__Your goal__.
Please recast the lines from the one containing "One point rides on each instance of the sky, each" through the last line as a numbered list, both ends included and blank lines left out.
## START Data entries
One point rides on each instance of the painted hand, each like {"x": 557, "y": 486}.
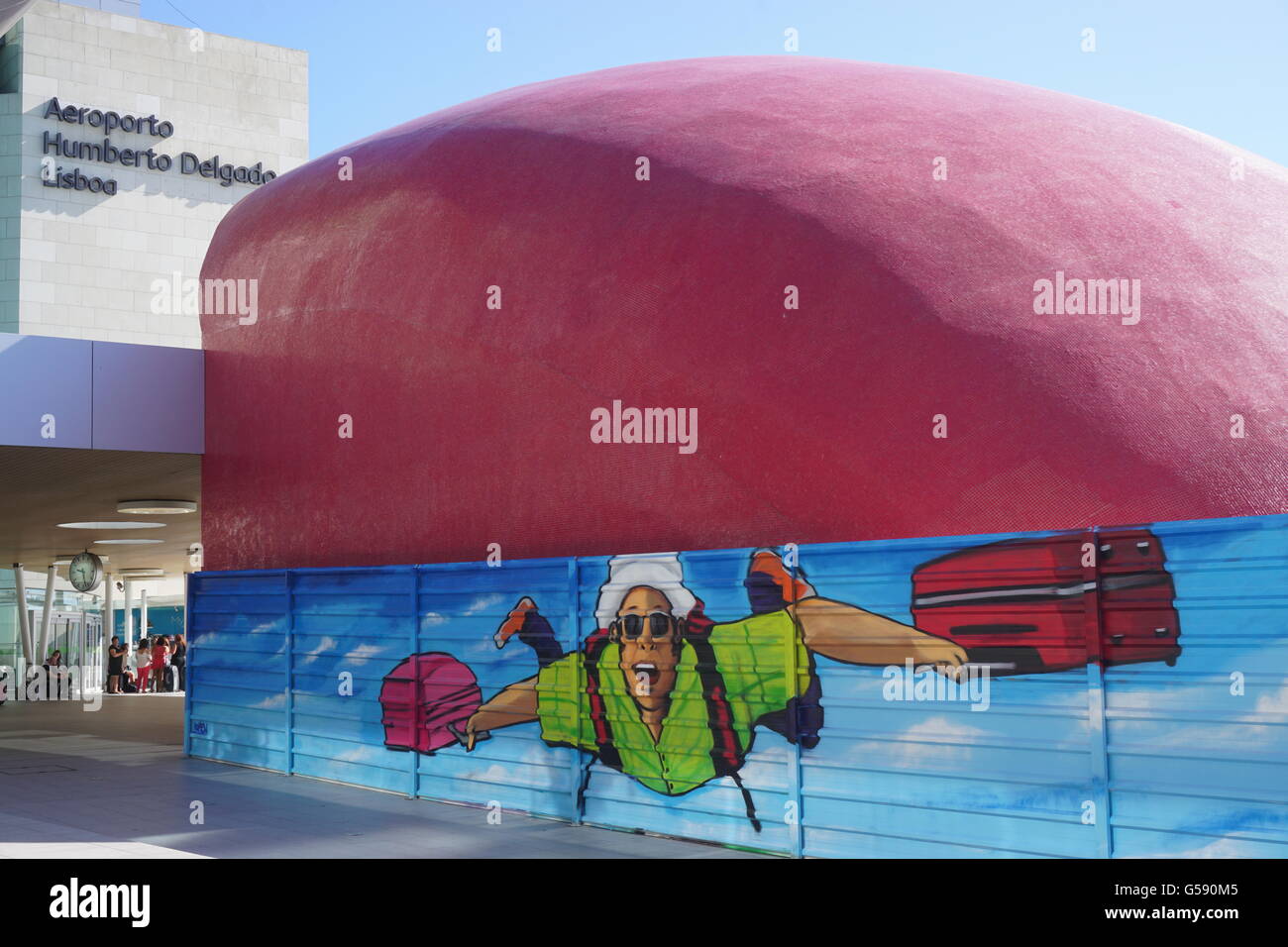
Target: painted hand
{"x": 945, "y": 656}
{"x": 514, "y": 621}
{"x": 472, "y": 732}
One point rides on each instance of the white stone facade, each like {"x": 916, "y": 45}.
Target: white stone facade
{"x": 85, "y": 264}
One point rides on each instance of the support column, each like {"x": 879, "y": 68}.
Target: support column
{"x": 108, "y": 625}
{"x": 43, "y": 651}
{"x": 128, "y": 626}
{"x": 20, "y": 587}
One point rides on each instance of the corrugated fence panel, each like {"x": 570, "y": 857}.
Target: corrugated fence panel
{"x": 348, "y": 628}
{"x": 1119, "y": 690}
{"x": 912, "y": 764}
{"x": 237, "y": 668}
{"x": 1198, "y": 753}
{"x": 463, "y": 607}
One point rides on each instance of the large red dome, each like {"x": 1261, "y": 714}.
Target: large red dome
{"x": 472, "y": 425}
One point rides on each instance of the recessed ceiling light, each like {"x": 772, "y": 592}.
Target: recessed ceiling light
{"x": 111, "y": 526}
{"x": 156, "y": 508}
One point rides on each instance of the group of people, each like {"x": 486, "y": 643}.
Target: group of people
{"x": 159, "y": 664}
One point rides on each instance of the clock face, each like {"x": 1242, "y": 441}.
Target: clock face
{"x": 84, "y": 571}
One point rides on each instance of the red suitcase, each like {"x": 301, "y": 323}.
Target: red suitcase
{"x": 1020, "y": 605}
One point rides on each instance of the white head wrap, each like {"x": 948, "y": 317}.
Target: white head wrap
{"x": 661, "y": 571}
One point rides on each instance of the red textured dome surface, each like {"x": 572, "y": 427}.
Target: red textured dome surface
{"x": 472, "y": 425}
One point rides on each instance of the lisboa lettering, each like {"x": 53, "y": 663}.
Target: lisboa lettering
{"x": 56, "y": 145}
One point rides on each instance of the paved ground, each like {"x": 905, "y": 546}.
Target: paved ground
{"x": 115, "y": 785}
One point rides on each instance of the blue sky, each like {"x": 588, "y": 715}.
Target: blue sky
{"x": 1220, "y": 68}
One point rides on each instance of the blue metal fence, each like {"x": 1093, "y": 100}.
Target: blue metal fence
{"x": 1126, "y": 690}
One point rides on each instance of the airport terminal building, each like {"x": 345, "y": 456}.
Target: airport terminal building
{"x": 123, "y": 145}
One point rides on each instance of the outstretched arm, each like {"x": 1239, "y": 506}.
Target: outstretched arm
{"x": 515, "y": 703}
{"x": 518, "y": 702}
{"x": 842, "y": 631}
{"x": 850, "y": 634}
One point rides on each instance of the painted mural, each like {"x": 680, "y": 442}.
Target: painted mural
{"x": 992, "y": 696}
{"x": 674, "y": 699}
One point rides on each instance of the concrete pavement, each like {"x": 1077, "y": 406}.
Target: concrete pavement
{"x": 115, "y": 784}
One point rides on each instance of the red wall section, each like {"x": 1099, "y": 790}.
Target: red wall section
{"x": 915, "y": 298}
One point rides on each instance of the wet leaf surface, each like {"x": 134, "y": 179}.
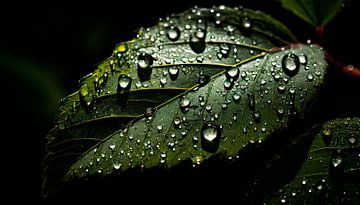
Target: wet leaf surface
{"x": 183, "y": 85}
{"x": 330, "y": 172}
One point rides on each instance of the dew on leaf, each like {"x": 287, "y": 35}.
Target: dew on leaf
{"x": 210, "y": 137}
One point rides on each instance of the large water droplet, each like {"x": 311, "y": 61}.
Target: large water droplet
{"x": 117, "y": 165}
{"x": 291, "y": 64}
{"x": 159, "y": 128}
{"x": 204, "y": 79}
{"x": 236, "y": 97}
{"x": 177, "y": 122}
{"x": 173, "y": 72}
{"x": 352, "y": 140}
{"x": 256, "y": 116}
{"x": 228, "y": 84}
{"x": 336, "y": 161}
{"x": 251, "y": 101}
{"x": 184, "y": 104}
{"x": 210, "y": 137}
{"x": 232, "y": 74}
{"x": 162, "y": 81}
{"x": 303, "y": 59}
{"x": 246, "y": 23}
{"x": 224, "y": 50}
{"x": 173, "y": 33}
{"x": 144, "y": 66}
{"x": 197, "y": 41}
{"x": 123, "y": 87}
{"x": 326, "y": 135}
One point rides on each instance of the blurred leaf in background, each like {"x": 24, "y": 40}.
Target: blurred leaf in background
{"x": 315, "y": 12}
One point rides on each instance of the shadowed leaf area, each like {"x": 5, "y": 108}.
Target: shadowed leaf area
{"x": 315, "y": 12}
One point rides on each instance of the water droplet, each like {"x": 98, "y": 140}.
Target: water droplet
{"x": 210, "y": 137}
{"x": 326, "y": 135}
{"x": 197, "y": 41}
{"x": 246, "y": 23}
{"x": 281, "y": 88}
{"x": 303, "y": 59}
{"x": 256, "y": 116}
{"x": 203, "y": 80}
{"x": 117, "y": 165}
{"x": 232, "y": 74}
{"x": 236, "y": 97}
{"x": 159, "y": 128}
{"x": 336, "y": 161}
{"x": 280, "y": 112}
{"x": 251, "y": 101}
{"x": 148, "y": 112}
{"x": 290, "y": 64}
{"x": 208, "y": 108}
{"x": 144, "y": 66}
{"x": 162, "y": 81}
{"x": 228, "y": 84}
{"x": 352, "y": 140}
{"x": 173, "y": 33}
{"x": 184, "y": 103}
{"x": 173, "y": 72}
{"x": 224, "y": 50}
{"x": 124, "y": 84}
{"x": 177, "y": 122}
{"x": 112, "y": 146}
{"x": 310, "y": 77}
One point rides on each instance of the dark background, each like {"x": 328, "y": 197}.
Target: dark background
{"x": 45, "y": 48}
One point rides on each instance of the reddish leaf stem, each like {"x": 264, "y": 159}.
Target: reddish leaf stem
{"x": 348, "y": 70}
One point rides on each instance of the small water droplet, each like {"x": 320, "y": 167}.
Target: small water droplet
{"x": 173, "y": 33}
{"x": 227, "y": 84}
{"x": 112, "y": 146}
{"x": 236, "y": 97}
{"x": 246, "y": 23}
{"x": 173, "y": 72}
{"x": 291, "y": 64}
{"x": 336, "y": 161}
{"x": 184, "y": 103}
{"x": 159, "y": 128}
{"x": 197, "y": 41}
{"x": 210, "y": 137}
{"x": 117, "y": 165}
{"x": 326, "y": 135}
{"x": 310, "y": 77}
{"x": 224, "y": 50}
{"x": 177, "y": 122}
{"x": 256, "y": 116}
{"x": 124, "y": 85}
{"x": 162, "y": 81}
{"x": 208, "y": 108}
{"x": 303, "y": 59}
{"x": 281, "y": 88}
{"x": 203, "y": 80}
{"x": 352, "y": 140}
{"x": 232, "y": 74}
{"x": 280, "y": 112}
{"x": 251, "y": 101}
{"x": 144, "y": 66}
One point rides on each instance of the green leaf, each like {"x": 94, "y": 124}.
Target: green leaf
{"x": 315, "y": 12}
{"x": 164, "y": 61}
{"x": 330, "y": 174}
{"x": 160, "y": 64}
{"x": 219, "y": 118}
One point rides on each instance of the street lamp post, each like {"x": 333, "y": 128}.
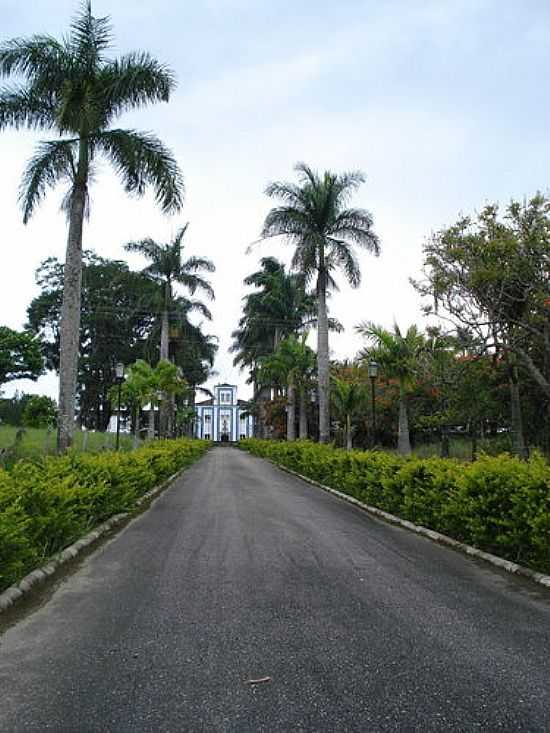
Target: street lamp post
{"x": 119, "y": 372}
{"x": 373, "y": 373}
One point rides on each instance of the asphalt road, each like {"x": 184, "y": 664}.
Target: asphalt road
{"x": 240, "y": 572}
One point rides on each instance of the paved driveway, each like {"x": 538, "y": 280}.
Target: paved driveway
{"x": 240, "y": 572}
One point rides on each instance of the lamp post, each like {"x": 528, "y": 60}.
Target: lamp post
{"x": 373, "y": 373}
{"x": 119, "y": 373}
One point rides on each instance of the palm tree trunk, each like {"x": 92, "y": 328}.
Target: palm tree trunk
{"x": 518, "y": 441}
{"x": 403, "y": 439}
{"x": 70, "y": 309}
{"x": 165, "y": 405}
{"x": 151, "y": 424}
{"x": 303, "y": 414}
{"x": 291, "y": 412}
{"x": 323, "y": 361}
{"x": 137, "y": 426}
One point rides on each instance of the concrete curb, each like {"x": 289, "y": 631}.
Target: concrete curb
{"x": 15, "y": 592}
{"x": 499, "y": 562}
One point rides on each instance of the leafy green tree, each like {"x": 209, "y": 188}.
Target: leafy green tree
{"x": 292, "y": 364}
{"x": 167, "y": 267}
{"x": 40, "y": 412}
{"x": 20, "y": 356}
{"x": 117, "y": 324}
{"x": 349, "y": 399}
{"x": 72, "y": 88}
{"x": 398, "y": 354}
{"x": 489, "y": 274}
{"x": 145, "y": 385}
{"x": 314, "y": 218}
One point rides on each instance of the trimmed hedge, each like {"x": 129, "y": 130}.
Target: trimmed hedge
{"x": 499, "y": 503}
{"x": 46, "y": 506}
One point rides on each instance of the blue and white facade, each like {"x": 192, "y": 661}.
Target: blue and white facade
{"x": 223, "y": 418}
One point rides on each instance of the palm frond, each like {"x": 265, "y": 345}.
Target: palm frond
{"x": 341, "y": 255}
{"x": 33, "y": 57}
{"x": 146, "y": 247}
{"x": 90, "y": 36}
{"x": 52, "y": 162}
{"x": 21, "y": 108}
{"x": 135, "y": 80}
{"x": 198, "y": 263}
{"x": 141, "y": 159}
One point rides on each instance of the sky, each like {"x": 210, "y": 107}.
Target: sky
{"x": 442, "y": 104}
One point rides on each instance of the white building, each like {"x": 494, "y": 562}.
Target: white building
{"x": 223, "y": 418}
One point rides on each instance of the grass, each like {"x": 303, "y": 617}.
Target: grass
{"x": 37, "y": 442}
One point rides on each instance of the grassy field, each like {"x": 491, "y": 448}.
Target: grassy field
{"x": 37, "y": 442}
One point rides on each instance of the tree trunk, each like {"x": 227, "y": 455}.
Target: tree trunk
{"x": 518, "y": 441}
{"x": 137, "y": 427}
{"x": 323, "y": 361}
{"x": 291, "y": 412}
{"x": 403, "y": 439}
{"x": 303, "y": 414}
{"x": 70, "y": 309}
{"x": 445, "y": 447}
{"x": 473, "y": 436}
{"x": 349, "y": 440}
{"x": 165, "y": 405}
{"x": 151, "y": 425}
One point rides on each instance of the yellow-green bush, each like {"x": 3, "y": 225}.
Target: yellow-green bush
{"x": 48, "y": 504}
{"x": 498, "y": 503}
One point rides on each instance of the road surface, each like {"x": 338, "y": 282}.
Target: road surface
{"x": 241, "y": 572}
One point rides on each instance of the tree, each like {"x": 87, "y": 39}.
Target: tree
{"x": 490, "y": 275}
{"x": 117, "y": 324}
{"x": 144, "y": 384}
{"x": 20, "y": 356}
{"x": 40, "y": 412}
{"x": 168, "y": 268}
{"x": 348, "y": 399}
{"x": 279, "y": 306}
{"x": 398, "y": 355}
{"x": 313, "y": 217}
{"x": 291, "y": 364}
{"x": 72, "y": 88}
## END Data entries
__Full response__.
1. One point rides on each instance of the sky, each like {"x": 210, "y": 107}.
2. Target: sky
3. {"x": 442, "y": 104}
4. One point rides on each instance of the white building, each like {"x": 494, "y": 562}.
5. Target: white building
6. {"x": 223, "y": 418}
7. One point rides on each instance of the grass, each like {"x": 303, "y": 617}.
8. Target: grass
9. {"x": 37, "y": 442}
10. One point rides on each instance of the grassy field, each like {"x": 491, "y": 448}.
11. Target: grassy field
12. {"x": 37, "y": 442}
13. One point rides on each instance of the tree trunk, each like {"x": 227, "y": 455}.
14. Target: tree trunk
15. {"x": 518, "y": 441}
16. {"x": 137, "y": 427}
17. {"x": 323, "y": 361}
18. {"x": 291, "y": 412}
19. {"x": 403, "y": 439}
20. {"x": 303, "y": 414}
21. {"x": 70, "y": 309}
22. {"x": 445, "y": 447}
23. {"x": 473, "y": 436}
24. {"x": 349, "y": 440}
25. {"x": 165, "y": 405}
26. {"x": 151, "y": 425}
27. One point rides on each instance of the yellow-green bush, each like {"x": 3, "y": 225}.
28. Target: yellow-green bush
29. {"x": 48, "y": 504}
30. {"x": 498, "y": 503}
31. One point rides on each instance of the road surface, each like {"x": 338, "y": 282}.
32. Target: road surface
33. {"x": 241, "y": 572}
34. One point rides on each instance of the tree, each like {"x": 87, "y": 39}.
35. Target: tree
36. {"x": 490, "y": 275}
37. {"x": 117, "y": 324}
38. {"x": 144, "y": 384}
39. {"x": 20, "y": 356}
40. {"x": 40, "y": 412}
41. {"x": 168, "y": 268}
42. {"x": 348, "y": 399}
43. {"x": 279, "y": 306}
44. {"x": 398, "y": 355}
45. {"x": 313, "y": 217}
46. {"x": 291, "y": 364}
47. {"x": 72, "y": 88}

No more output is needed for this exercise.